What you need to do
Below are records to write out exactly; drop the pictures when you do.

◆ ◆ ◆ ◆ ◆ ◆ ◆

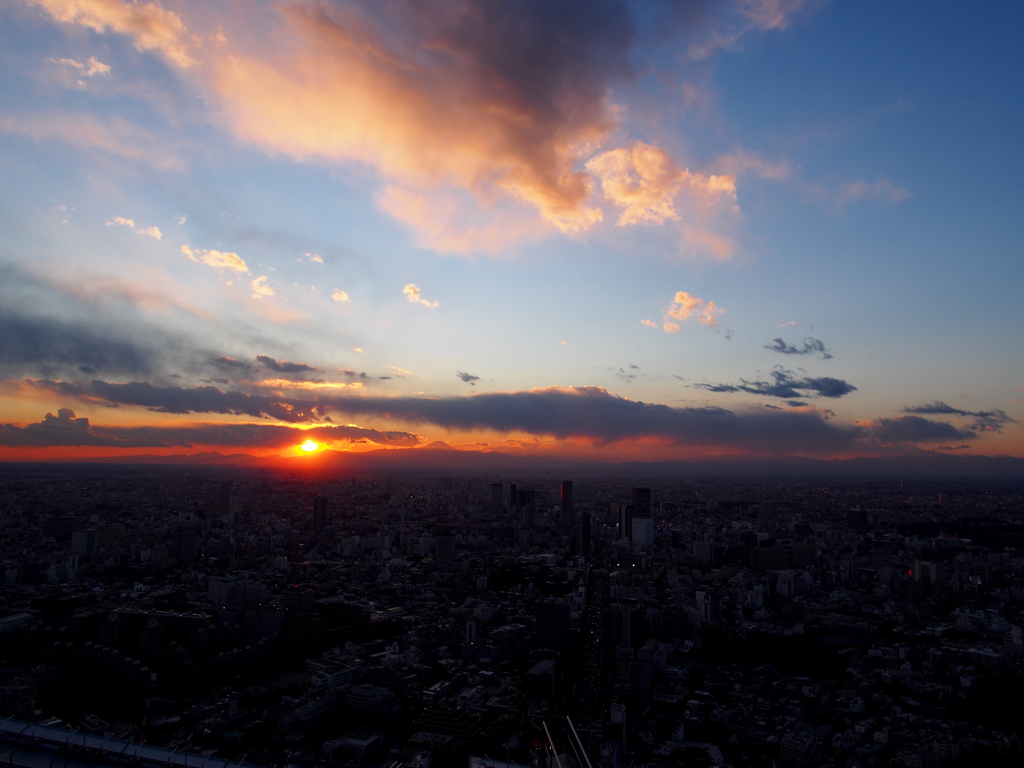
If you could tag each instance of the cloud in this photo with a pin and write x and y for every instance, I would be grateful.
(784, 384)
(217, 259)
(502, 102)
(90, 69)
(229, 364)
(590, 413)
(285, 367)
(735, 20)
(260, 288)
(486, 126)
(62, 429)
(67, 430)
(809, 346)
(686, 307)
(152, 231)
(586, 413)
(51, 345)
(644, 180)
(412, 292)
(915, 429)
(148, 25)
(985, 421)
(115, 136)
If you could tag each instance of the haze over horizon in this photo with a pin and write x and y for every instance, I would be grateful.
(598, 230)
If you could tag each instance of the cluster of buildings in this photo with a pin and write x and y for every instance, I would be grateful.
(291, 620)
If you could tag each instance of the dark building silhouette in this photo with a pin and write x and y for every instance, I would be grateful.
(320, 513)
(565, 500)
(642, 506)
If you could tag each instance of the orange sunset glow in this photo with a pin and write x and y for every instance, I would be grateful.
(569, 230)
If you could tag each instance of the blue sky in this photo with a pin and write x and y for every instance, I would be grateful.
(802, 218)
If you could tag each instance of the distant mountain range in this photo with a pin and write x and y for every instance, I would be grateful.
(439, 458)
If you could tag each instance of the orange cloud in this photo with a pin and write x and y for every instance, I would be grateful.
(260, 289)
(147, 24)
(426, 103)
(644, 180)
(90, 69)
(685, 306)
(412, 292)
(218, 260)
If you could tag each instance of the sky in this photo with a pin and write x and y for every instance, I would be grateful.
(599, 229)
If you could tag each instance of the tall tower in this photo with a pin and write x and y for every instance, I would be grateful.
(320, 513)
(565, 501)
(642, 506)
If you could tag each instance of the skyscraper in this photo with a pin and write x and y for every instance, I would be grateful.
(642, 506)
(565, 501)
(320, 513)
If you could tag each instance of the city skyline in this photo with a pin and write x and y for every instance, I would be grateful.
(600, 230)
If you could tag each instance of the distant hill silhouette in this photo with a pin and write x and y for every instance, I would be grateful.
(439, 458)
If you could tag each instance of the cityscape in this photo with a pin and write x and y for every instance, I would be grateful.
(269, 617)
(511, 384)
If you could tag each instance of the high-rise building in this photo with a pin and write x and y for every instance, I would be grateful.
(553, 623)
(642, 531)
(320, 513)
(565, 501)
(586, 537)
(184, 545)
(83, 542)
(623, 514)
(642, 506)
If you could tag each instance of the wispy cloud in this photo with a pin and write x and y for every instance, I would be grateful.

◆ ◆ ◆ ◆ ◆ ◆ ◆

Task response
If you could tag each instance of the cloud in this photo with a pin and write x and y for every instance, I would be grateful.
(784, 384)
(217, 259)
(502, 102)
(90, 69)
(229, 364)
(590, 413)
(285, 367)
(735, 20)
(260, 288)
(486, 126)
(62, 429)
(67, 430)
(809, 346)
(686, 307)
(152, 231)
(586, 413)
(51, 345)
(644, 180)
(412, 292)
(915, 429)
(148, 25)
(985, 421)
(115, 136)
If you could tag each instance of the haze over horizon in this photo with a pin and write x and y for every instance, I would be grateful.
(598, 230)
If you could tag each instance of the cluster of buildings in this photo with a pin and write x and y for every instance, I would be grateful.
(291, 620)
If you could tag each instance of the dark building silhouette in this photo with a pin and write x and y for every instance, I would be grateful.
(320, 513)
(565, 500)
(642, 506)
If you could tag each instance of the orange sunset glow in this photo with a pin and write x and y for every instance, I would be grateful.
(569, 230)
If you could tag each instance of the blue sky in this photo with a pin and write x and y for every instance, I would be grateful.
(802, 218)
If you could tag each instance of the distant mountain range in this photo with a pin and write x and y for every instance, I would be grateful.
(439, 458)
If you could tag each instance of the orange cloud in this photo with a pin and write x and y for every instance, I would be grateful.
(260, 289)
(147, 24)
(426, 103)
(644, 180)
(90, 69)
(685, 306)
(412, 292)
(218, 260)
If you could tag each instance of the sky in this photo with a pin and write x and y for every instance, I would be grateful.
(599, 229)
If you could tag each instance of the tall tower in this photo with a pin and write x and y for every instance, I would be grateful.
(320, 513)
(565, 501)
(642, 506)
If you could tag each instance of the skyscraper in this photo with a pin and write x and y for every instance, I would be grateful.
(642, 506)
(565, 501)
(320, 513)
If you could tag each instance of the city skyline in this photo with a pin and write x and y for every instance, I would be grateful.
(600, 230)
If you could tag each instance of the distant hill silhouette in this photo with a pin and write x and y for every instance, I would be grateful.
(439, 458)
If you could tag each instance of the cityscape in this photo with a pin and write x and y for every instance, I would be grateful.
(269, 617)
(511, 384)
If you could tag each instance of the high-rise building in this photo with a pin and write x and y for every instance, I would be grateful.
(553, 623)
(642, 531)
(320, 513)
(565, 501)
(586, 537)
(184, 545)
(83, 542)
(623, 514)
(642, 506)
If you could tag each instance of the wispy cloud in this photo with a pin and write x and y for every instance, I would be grateful.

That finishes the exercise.